### Quoted text
(begin)
Petroleum Geological Summary s2

Petroleum geological summary

Release areas W12-8 and W12-9
Barrow Sub-basin and Exmouth Sub-Basin, northern Carnarvon basin, Western Australia

HIGHLIGHTS

•  Adjacent to Australia’s major new oil producing province

•  Shallow water depths 50–600m

•  Active exploration and production area with established infrastructure in close proximity

•  Three proven petroleum systems; Triassic fault block and Barrow Group plays

Release Area W12-8 is located in the Barrow and Exmouth sub-basins, and Release Area W12-9 is located in the Barrow Sub-basin. These two southernmost sub-basins are part of a series of Jurassic depocentres that form the Northern Carnarvon Basin.

The petroliferous Barrow Sub-basin is located in shallow water within Australia’s premier hydrocarbon province. The sub-basin comprises a major Jurassic depocentre bordered to the west by the Rankin Platform and Alpha Arch and, to the east, by the Barrow Island Anticline. The highly productive Locker/Mungaroo-Mungaroo/Barrow petroleum system and Dingo-Barrow petroleum system continue to be successfully tested.
(end)
### Some records
(begin)
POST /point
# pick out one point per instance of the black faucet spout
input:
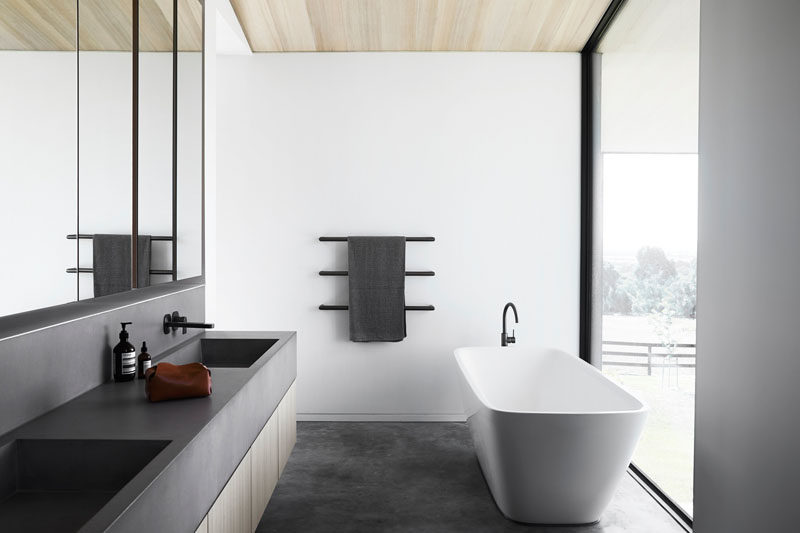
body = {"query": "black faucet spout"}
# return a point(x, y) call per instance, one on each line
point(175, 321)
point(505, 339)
(end)
(begin)
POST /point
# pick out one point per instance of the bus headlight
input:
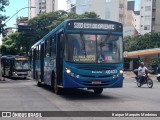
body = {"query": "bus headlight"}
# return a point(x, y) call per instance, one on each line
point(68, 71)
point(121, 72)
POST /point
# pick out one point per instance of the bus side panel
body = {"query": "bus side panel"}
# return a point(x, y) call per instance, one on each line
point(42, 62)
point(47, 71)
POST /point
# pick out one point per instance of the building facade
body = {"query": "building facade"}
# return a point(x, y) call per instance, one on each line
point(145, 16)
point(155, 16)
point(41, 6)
(end)
(begin)
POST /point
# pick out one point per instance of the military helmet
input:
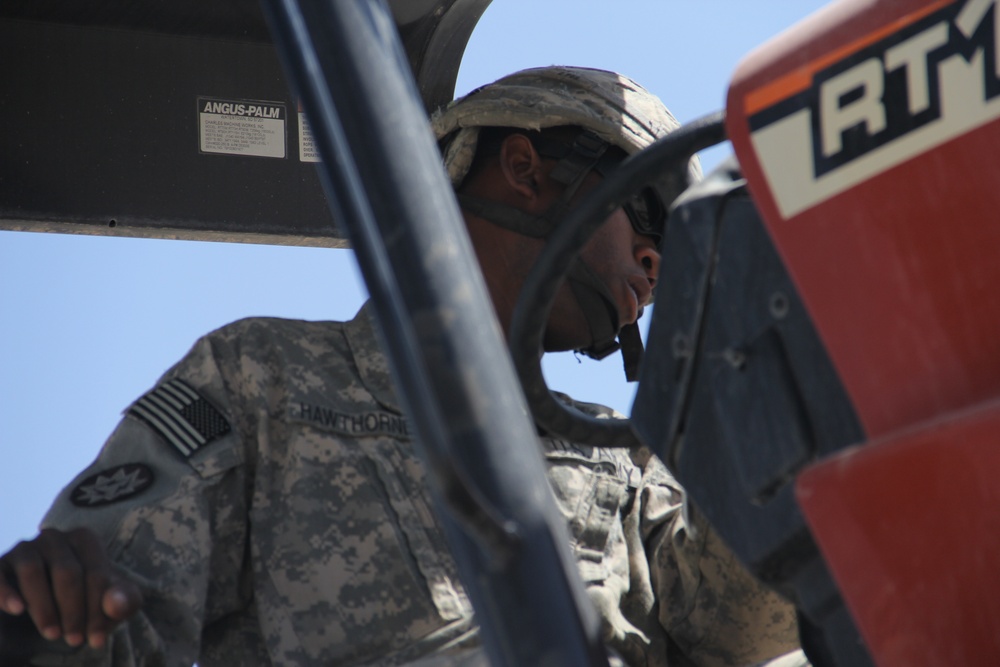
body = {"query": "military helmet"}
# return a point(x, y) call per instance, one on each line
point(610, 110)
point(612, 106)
(end)
### What you will do
Return, word for word, the stretch of the petroleum geological summary above from "Release areas W12-8" through "Northern Carnarvon Basin.".

### Result below
Release areas W12-8 and W12-9
Barrow Sub-basin and Exmouth Sub-Basin, northern Carnarvon basin, Western Australia

HIGHLIGHTS

•  Adjacent to Australia’s major new oil producing province

•  Shallow water depths 50–600m

•  Active exploration and production area with established infrastructure in close proximity

•  Three proven petroleum systems; Triassic fault block and Barrow Group plays

Release Area W12-8 is located in the Barrow and Exmouth sub-basins, and Release Area W12-9 is located in the Barrow Sub-basin. These two southernmost sub-basins are part of a series of Jurassic depocentres that form the Northern Carnarvon Basin.